### TASKS TO PERFORM:
[1] Answer these from the MTP excerpt:
(a) In hepatocytes and enterocytes, where is MTP mainly found?
(b) What name is given to the newly identified MTP isoform?
(c) On what day was differentiation of the 3T3-L1 cells complete?
[2] Quote the stretch of the MTP excerpt from "Recently, we reported" through "liver and intestine.".

### READING TEXT:

+-------+

Recently, we reported the presence of MTP in adipocytes of mouse brown and white fat as well as in 3T3-L1 cells and demonstrated triglyceride transfer activity in adipose tissue microsomes (18). Our confocal microscopy studies demonstrated prominent MTP fluorescence in juxtanuclear areas of undifferentiated 3T3-L1 cells that appeared to parallel individual Golgi cisternae. In contrast, MTP is localized primarily within the endoplasmic reticulum (ER) in hepatocytes and enterocytes (19, 20). Based on this unusual distribution of MTP within the adipocyte, a cell that does not produce apoB or assemble lipoproteins, we hypothesized that adipocyte MTP may be different from MTP found in liver and intestine.

In this paper we report the identification of a novel MTP isoform, MTP-B, and demonstrate that this new isoform functions similarly to canonical MTP (MTP-A) in the assembly of nascent apoB-containing lipoproteins. However, our finding that the alternate isoform is the major form of MTP in adipocytes coupled with earlier findings that MTP may be involved in the biogenesis of lipid droplets (18) suggests that MTP-B may be important in triglyceride metabolism within the fat cell.

	EXPERIMENTAL PROCEDURES

TOP ABSTRACT INTRODUCTION EXPERIMENTAL PROCEDURES RESULTS DISCUSSION REFERENCES

 
Animals—C57BL/6 mice (4–8 weeks old) were purchased from The Jackson Laboratory (Bar Harbor, ME). The animals were maintained in the Animal Care facility on a 12-h light/12-h dark cycle and were fed a normal mouse chow diet (RP5015, PMI Feeds Inc., St. Louis, MO). All animal procedures were carried out in accordance with institutional guidelines with approval from the Animal Care Committee at Vanderbilt University.

Cell Culture—3T3-L1 cells were obtained from American Type Culture Collection (Manassas, VA) and were maintained in Dulbecco's modified Eagle's medium (DMEM) supplemented with 10% fetal bovine serum, 4 mM glutamine, 4500 mg/liter glucose, 1 mM sodium pyruvate, and 1500 mg/liter sodium bicarbonate. To maintain cells in a predifferentiated state, they were not allowed to reach confluence. Differentiation of 3T3-L1 cells into adipocytes was initiated by the addition of 10 µM dexamethasone, 0.5 mM isobutylmethylxanthine, and 10 µg/ml insulin to confluent cells for 2 days. The cells were then cultured in medium containing 10 µg/ml insulin for 2 days after which they were maintained in complete media. The medium was changed every 2 days until differentiation was complete (day 8).

RNA Preparation—Total tissue or 3T3-L1 cell RNA was prepared using Trizol (Invitrogen) at 1 ml per 100 mg of tissue/cells according to the manufacturer's instructions. RNA pellets were dried and dissolved in water.

+-------+

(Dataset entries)
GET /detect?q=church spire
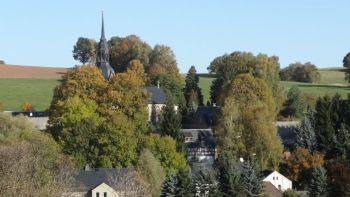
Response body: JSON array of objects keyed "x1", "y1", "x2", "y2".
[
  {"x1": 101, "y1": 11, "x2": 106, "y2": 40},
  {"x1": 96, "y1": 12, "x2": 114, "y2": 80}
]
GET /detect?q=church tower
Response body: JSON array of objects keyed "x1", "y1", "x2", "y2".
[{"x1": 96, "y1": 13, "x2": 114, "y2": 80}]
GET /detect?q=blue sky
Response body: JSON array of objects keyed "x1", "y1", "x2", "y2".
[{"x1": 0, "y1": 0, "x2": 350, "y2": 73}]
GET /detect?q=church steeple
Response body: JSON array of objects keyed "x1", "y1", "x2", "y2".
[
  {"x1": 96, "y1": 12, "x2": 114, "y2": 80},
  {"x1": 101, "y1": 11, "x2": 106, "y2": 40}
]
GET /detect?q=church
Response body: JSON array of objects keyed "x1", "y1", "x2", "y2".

+-------+

### EXERCISE RESPONSES:
[1]
(a) Within the endoplasmic reticulum (ER).
(b) MTP-B.
(c) Day 8.

[2]
Recently, we reported the presence of MTP in adipocytes of mouse brown and white fat as well as in 3T3-L1 cells and demonstrated triglyceride transfer activity in adipose tissue microsomes (18). Our confocal microscopy studies demonstrated prominent MTP fluorescence in juxtanuclear areas of undifferentiated 3T3-L1 cells that appeared to parallel individual Golgi cisternae. In contrast, MTP is localized primarily within the endoplasmic reticulum (ER) in hepatocytes and enterocytes (19, 20). Based on this unusual distribution of MTP within the adipocyte, a cell that does not produce apoB or assemble lipoproteins, we hypothesized that adipocyte MTP may be different from MTP found in liver and intestine.